▶ [Passage for review]:
☆ ☆ ☆

Fig. 4. Transcriptome and proteome subcellular redistribution upon UPR.

a, Principal component analysis projection of RNA profiles in control and UPR. Color and intensity indicate RNA proportions for the primary localization. PC2 in UPR is inverted. b, Cytosol (Cyt), membrane (Mem) and cytosol light (CytL) proportions in control and UPR. Point color indicates RNA major localization (excluding nucleus and nucleolus) in control, with color intensity denoting proportion. c, Localizations for proteins with confident differential localization between control and UPR, excluding Undefined to Undefined. PM, plasma membrane. d, Differential localizations frequencies between control and UPR. e, Abundance profiles for SG proteins relocalizing from ribosomes to the fraction discriminating the cytosol-light-RNA profile under UPR; gray arrows mark cytosol light discriminating fraction.

Fig. 5. Analysis of the characteristics driving RNAs to granules.

a, Distributions for changes in granule proportions upon UPR activation for lncRNA and mRNAs. Results from a two-sample Kolmogorov–Smirnov (K–S) test that the distributions are different are shown. D, distance statistic. b, Relocalization to granules upon UPR activation. RNAs are binned by transcript length and split by gene biotype. lncRNAs and mRNAs are represented as gray and pink dots respectively. Black bar, median. *P < 0.001 two-tailed Wilcoxon rank-sum test for lncRNAs versus mRNAs. For exact P values and n numbers, see Supplementary Table 4. c, As per b, with bins by AU content. d, Relocalization to granules upon UPR activation. RNAs are binned by transcript length and split by localization in control condition. Box extends to the 25th and 75th percentiles. Whiskers extend to range, excluding outliers. Outliers are defined as greater than 1.5× the interquartile range from the box. *P < 0.001 two-tailed Wilcoxon rank-sum test for membrane versus cytosol. For exact P values and n numbers, see Supplementary Table 4. e, Representative smFISH/IF images showing PIGT and CD9 RNA localization relative to the ER (calnexin) in control conditions and relative to SGs (G3BP1) upon UPR activation, n = 3 independent experiments. Scale bar, 10 μm. f, Coefficients for features selected by lasso regression model of mRNA relocalization to granules. Coefficients for RNA length features. g, Coefficients for features describing RBP binding or the interaction between RBP binding and localization in control. RBP eCLIP cell line indicated in the feature name. Positive coefficients mean increased relocalization to granules. h, Coefficients and AU content for k-mer features. i, Coefficients for codon features.

☆ ☆ ☆

▶ [Work to be completed]: In the figure legends, which protein marks the ER in the smFISH/IF images of PIGT and CD9 RNA?

▶ [Dataset extract]:
☆ ☆ ☆

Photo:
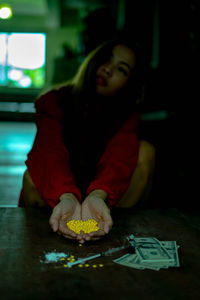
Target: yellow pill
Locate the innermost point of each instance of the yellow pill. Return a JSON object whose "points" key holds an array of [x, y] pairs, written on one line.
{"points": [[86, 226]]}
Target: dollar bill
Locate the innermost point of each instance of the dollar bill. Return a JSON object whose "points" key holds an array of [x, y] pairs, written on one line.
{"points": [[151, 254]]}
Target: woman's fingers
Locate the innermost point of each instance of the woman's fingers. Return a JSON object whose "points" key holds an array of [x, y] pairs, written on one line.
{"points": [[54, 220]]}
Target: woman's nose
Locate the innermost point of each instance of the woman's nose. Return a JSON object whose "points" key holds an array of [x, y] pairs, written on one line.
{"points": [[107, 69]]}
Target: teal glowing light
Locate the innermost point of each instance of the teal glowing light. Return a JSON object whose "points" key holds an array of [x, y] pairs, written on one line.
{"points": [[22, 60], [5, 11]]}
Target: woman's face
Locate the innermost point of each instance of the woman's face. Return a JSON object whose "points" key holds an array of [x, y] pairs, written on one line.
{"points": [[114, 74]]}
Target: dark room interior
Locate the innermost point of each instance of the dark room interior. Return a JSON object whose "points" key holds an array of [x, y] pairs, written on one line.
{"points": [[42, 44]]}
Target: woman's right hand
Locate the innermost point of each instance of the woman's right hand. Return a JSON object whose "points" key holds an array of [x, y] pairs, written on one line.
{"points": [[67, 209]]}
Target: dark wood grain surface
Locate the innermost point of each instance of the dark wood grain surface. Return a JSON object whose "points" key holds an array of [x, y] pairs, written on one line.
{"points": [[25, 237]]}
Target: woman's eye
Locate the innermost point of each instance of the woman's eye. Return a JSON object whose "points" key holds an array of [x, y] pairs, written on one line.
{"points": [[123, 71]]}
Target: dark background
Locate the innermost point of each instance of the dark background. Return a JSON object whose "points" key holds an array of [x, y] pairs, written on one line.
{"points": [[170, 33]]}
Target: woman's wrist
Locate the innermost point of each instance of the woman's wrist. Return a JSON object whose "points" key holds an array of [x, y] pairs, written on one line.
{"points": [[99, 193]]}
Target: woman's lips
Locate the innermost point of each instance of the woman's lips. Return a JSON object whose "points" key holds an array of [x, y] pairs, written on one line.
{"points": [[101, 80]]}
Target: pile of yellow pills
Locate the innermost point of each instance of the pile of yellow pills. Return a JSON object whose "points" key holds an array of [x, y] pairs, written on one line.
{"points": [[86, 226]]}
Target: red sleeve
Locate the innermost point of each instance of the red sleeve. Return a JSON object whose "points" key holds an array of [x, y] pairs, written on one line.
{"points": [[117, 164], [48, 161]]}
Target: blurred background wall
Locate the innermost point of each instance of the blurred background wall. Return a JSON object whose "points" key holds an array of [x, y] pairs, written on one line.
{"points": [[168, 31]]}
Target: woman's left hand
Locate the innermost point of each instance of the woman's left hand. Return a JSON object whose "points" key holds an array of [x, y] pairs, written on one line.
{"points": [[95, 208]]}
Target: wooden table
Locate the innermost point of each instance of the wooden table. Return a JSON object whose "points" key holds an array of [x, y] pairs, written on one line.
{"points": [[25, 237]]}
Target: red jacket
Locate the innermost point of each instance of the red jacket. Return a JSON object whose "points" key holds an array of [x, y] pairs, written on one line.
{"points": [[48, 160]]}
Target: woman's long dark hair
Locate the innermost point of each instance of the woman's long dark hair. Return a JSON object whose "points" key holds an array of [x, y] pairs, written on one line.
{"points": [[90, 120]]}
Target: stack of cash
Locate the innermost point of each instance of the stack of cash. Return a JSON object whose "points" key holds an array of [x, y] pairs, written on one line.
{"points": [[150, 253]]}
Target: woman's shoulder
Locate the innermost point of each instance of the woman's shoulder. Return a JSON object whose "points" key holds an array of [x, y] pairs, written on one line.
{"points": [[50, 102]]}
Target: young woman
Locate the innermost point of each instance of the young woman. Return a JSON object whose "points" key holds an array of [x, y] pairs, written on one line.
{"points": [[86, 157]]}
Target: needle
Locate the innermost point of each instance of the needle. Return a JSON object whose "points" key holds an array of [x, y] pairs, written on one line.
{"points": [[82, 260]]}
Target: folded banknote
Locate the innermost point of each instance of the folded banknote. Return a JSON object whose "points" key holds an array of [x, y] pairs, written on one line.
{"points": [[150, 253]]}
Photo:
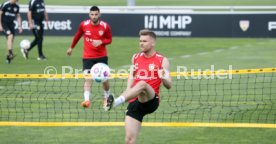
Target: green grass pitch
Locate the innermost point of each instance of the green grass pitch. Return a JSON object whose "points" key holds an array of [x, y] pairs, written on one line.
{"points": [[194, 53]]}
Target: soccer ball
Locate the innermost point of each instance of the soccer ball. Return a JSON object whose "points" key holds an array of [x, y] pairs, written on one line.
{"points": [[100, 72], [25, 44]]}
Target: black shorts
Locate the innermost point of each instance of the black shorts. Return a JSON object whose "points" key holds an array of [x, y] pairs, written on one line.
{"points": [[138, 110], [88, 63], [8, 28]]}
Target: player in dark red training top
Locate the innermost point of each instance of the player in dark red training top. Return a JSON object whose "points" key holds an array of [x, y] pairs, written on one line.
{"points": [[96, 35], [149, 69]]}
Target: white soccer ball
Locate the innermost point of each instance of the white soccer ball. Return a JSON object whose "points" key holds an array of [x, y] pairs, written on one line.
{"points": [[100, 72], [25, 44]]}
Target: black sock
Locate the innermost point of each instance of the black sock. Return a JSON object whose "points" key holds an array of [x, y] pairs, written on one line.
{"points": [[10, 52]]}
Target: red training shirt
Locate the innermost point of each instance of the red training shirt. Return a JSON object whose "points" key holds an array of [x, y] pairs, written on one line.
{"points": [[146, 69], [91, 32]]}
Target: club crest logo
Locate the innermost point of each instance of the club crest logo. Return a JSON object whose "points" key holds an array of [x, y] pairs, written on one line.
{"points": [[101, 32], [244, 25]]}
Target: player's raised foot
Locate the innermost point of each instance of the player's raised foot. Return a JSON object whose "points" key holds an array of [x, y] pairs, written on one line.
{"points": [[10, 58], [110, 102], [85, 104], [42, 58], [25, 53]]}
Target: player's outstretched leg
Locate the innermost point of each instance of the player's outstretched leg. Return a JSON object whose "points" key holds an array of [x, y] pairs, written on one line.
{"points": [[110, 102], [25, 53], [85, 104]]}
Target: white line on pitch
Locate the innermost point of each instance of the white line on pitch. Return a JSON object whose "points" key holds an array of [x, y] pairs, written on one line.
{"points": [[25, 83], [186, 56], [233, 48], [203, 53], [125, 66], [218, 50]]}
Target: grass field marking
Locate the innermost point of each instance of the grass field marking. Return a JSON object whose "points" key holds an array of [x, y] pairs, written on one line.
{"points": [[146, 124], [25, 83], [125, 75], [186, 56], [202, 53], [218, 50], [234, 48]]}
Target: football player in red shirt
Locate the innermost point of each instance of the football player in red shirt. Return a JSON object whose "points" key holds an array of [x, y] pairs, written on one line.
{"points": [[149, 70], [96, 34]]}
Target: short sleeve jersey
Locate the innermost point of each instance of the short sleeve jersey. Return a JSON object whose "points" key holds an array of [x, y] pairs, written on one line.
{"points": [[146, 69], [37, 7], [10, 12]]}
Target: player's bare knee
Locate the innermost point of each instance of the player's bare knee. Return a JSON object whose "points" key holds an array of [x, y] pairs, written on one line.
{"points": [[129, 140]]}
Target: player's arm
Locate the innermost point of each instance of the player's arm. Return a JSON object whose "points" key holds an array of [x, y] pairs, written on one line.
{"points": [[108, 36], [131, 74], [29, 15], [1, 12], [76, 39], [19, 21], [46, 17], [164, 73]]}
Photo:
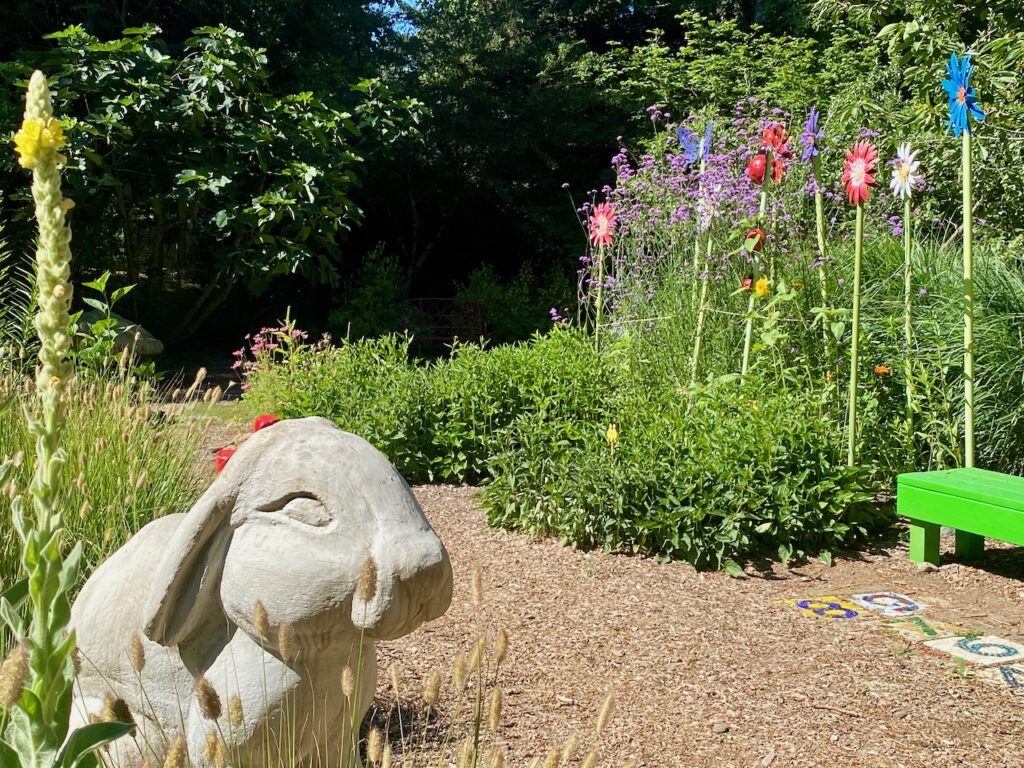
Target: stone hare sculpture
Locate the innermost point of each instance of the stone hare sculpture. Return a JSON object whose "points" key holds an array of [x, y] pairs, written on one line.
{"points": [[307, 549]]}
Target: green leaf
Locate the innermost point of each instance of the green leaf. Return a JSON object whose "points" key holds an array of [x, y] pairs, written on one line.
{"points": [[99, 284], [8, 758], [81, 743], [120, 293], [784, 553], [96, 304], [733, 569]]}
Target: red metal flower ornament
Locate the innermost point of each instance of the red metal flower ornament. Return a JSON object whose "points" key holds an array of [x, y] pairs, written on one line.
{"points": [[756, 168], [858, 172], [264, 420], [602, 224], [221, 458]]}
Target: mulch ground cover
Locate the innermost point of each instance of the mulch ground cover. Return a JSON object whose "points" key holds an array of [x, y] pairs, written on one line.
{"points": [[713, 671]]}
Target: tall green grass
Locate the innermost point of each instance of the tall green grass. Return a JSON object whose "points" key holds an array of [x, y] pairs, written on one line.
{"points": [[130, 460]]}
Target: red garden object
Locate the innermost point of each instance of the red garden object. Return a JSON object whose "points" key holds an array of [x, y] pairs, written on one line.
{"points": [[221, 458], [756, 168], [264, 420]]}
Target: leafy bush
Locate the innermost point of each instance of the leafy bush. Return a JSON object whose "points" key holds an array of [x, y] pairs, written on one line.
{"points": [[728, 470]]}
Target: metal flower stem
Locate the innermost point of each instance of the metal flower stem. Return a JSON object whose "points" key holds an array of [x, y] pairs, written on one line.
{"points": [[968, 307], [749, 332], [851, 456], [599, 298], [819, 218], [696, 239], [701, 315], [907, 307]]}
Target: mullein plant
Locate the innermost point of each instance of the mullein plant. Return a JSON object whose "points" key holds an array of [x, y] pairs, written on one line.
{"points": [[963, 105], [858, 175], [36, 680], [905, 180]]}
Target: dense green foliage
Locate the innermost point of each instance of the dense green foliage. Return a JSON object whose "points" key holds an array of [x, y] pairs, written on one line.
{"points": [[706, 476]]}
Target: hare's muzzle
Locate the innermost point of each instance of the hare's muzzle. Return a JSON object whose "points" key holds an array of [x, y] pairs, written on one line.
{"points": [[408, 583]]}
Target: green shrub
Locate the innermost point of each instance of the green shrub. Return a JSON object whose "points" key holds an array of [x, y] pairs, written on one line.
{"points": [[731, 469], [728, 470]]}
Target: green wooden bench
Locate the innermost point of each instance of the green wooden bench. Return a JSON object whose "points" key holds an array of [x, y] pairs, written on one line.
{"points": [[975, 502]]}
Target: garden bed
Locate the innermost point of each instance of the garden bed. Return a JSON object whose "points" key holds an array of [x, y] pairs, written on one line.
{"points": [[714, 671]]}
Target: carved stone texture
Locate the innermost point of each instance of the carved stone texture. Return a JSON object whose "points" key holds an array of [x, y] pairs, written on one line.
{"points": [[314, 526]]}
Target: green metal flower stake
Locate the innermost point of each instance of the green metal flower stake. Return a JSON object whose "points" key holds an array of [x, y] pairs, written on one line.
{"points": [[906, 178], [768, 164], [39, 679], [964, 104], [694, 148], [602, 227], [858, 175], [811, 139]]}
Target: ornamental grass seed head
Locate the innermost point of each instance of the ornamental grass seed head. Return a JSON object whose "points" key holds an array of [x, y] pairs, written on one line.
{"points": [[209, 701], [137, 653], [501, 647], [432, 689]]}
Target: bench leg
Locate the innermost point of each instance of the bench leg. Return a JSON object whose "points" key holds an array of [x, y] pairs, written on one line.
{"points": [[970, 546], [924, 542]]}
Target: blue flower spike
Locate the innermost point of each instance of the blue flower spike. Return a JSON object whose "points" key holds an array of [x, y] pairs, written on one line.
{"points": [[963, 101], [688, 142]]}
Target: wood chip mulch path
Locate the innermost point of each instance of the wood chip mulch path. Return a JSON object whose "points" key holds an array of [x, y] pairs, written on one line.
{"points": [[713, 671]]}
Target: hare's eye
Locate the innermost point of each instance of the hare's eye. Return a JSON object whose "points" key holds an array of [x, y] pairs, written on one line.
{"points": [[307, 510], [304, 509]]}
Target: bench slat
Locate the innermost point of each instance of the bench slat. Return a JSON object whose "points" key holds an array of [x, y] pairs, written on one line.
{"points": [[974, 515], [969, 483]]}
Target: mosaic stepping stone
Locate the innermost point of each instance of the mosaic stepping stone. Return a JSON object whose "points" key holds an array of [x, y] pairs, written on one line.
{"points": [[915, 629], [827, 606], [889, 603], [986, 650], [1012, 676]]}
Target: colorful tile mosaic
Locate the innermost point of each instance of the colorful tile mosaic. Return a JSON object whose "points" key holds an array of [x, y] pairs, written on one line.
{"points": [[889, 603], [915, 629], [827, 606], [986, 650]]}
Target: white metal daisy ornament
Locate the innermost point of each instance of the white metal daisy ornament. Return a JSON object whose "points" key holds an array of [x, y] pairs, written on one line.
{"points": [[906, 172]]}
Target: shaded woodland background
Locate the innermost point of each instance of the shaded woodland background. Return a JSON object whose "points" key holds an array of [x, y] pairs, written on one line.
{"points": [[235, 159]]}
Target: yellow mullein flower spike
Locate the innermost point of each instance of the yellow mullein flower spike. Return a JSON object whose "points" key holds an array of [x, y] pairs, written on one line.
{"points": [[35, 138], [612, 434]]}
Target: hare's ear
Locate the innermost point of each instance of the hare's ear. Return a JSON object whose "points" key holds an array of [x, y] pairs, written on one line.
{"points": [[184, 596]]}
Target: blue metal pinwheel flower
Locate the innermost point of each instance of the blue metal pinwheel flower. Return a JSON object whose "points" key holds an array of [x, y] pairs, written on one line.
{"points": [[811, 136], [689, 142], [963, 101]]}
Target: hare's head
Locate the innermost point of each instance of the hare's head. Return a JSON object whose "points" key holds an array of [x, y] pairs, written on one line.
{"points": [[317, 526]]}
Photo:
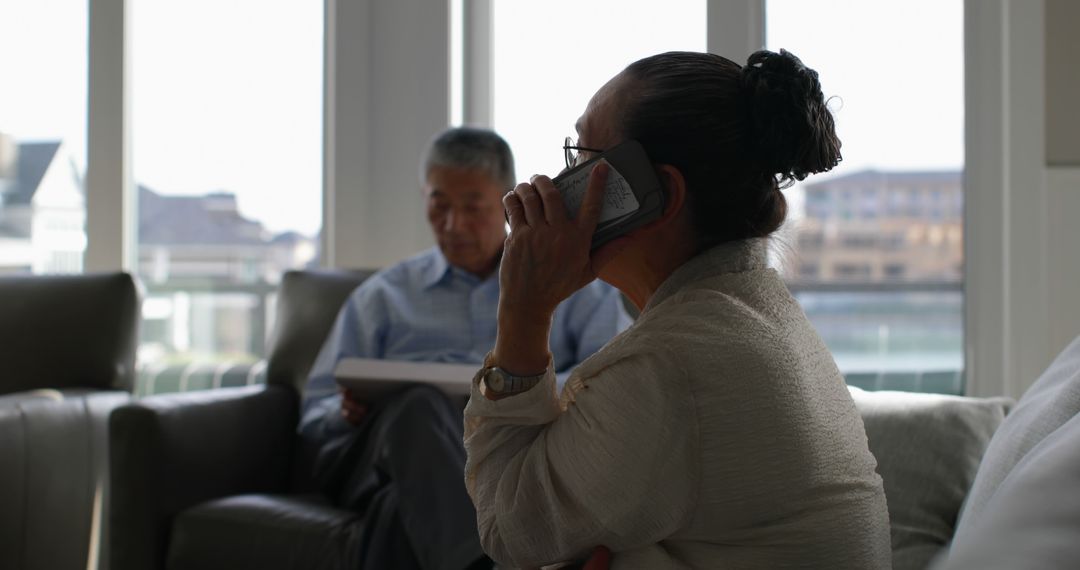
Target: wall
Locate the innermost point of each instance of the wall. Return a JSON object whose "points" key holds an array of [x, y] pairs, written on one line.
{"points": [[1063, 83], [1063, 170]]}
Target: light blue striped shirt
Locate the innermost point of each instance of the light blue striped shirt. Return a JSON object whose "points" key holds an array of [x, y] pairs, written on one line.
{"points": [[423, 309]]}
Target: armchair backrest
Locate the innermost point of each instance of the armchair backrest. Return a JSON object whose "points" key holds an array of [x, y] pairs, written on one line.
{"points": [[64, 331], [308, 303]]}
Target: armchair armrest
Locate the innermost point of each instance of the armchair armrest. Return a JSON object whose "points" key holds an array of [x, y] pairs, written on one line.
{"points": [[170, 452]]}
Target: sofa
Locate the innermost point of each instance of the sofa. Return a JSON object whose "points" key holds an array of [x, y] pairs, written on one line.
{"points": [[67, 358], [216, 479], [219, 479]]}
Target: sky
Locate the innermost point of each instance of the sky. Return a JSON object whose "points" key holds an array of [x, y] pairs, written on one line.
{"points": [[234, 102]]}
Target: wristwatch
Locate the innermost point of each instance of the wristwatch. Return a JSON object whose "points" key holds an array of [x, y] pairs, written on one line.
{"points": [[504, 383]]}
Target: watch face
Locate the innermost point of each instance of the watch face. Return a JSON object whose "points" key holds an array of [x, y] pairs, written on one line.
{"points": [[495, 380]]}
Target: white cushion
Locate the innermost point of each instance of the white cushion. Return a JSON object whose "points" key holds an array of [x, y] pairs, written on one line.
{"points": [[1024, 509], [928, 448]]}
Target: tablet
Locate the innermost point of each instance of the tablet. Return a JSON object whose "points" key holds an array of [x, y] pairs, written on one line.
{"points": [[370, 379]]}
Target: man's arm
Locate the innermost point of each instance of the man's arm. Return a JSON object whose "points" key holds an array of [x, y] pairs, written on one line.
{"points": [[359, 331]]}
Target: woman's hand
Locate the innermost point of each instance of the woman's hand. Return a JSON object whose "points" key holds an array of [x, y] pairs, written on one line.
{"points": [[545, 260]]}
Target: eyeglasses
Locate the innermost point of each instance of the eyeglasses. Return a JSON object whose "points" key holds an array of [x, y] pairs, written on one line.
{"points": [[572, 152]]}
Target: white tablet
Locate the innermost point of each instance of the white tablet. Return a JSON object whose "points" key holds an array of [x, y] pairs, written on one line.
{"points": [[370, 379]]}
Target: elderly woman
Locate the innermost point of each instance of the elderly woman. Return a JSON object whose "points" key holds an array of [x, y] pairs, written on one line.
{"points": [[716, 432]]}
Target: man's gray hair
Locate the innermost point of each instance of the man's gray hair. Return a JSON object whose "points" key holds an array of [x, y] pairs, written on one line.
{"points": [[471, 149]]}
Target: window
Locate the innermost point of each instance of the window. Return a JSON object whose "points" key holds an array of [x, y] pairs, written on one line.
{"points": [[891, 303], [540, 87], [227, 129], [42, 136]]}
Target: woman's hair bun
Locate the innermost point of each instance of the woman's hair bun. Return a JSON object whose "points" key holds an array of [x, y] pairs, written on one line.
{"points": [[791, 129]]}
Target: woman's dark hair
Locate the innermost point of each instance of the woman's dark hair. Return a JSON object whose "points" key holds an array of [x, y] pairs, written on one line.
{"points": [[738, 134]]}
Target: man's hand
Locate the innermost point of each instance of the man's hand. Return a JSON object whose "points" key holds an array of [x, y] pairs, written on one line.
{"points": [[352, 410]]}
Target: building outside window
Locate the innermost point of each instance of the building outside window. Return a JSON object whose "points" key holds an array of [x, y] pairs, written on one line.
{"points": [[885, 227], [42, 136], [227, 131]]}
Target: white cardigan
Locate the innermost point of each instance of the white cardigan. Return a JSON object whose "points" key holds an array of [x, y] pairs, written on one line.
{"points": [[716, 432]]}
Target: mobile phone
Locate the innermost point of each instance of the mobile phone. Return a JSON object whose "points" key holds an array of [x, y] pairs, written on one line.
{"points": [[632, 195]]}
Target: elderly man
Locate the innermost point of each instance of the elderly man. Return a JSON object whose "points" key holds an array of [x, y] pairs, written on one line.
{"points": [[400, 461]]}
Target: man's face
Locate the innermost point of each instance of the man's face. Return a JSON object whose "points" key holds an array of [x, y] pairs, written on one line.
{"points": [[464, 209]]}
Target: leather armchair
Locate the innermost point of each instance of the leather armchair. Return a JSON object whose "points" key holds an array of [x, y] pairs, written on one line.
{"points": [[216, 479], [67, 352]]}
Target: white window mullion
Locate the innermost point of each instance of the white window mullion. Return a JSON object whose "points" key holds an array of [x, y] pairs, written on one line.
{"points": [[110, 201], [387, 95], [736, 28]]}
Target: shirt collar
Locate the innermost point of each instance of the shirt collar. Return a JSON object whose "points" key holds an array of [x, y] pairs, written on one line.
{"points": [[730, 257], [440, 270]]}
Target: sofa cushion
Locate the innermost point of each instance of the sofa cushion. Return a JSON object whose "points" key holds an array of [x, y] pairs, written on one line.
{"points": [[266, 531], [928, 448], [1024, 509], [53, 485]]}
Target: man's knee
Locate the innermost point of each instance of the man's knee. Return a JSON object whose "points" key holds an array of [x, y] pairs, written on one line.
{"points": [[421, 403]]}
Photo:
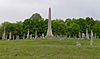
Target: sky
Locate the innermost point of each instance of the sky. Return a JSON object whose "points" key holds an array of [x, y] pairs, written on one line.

☆ ☆ ☆

▶ [Result of this task]: Calnexin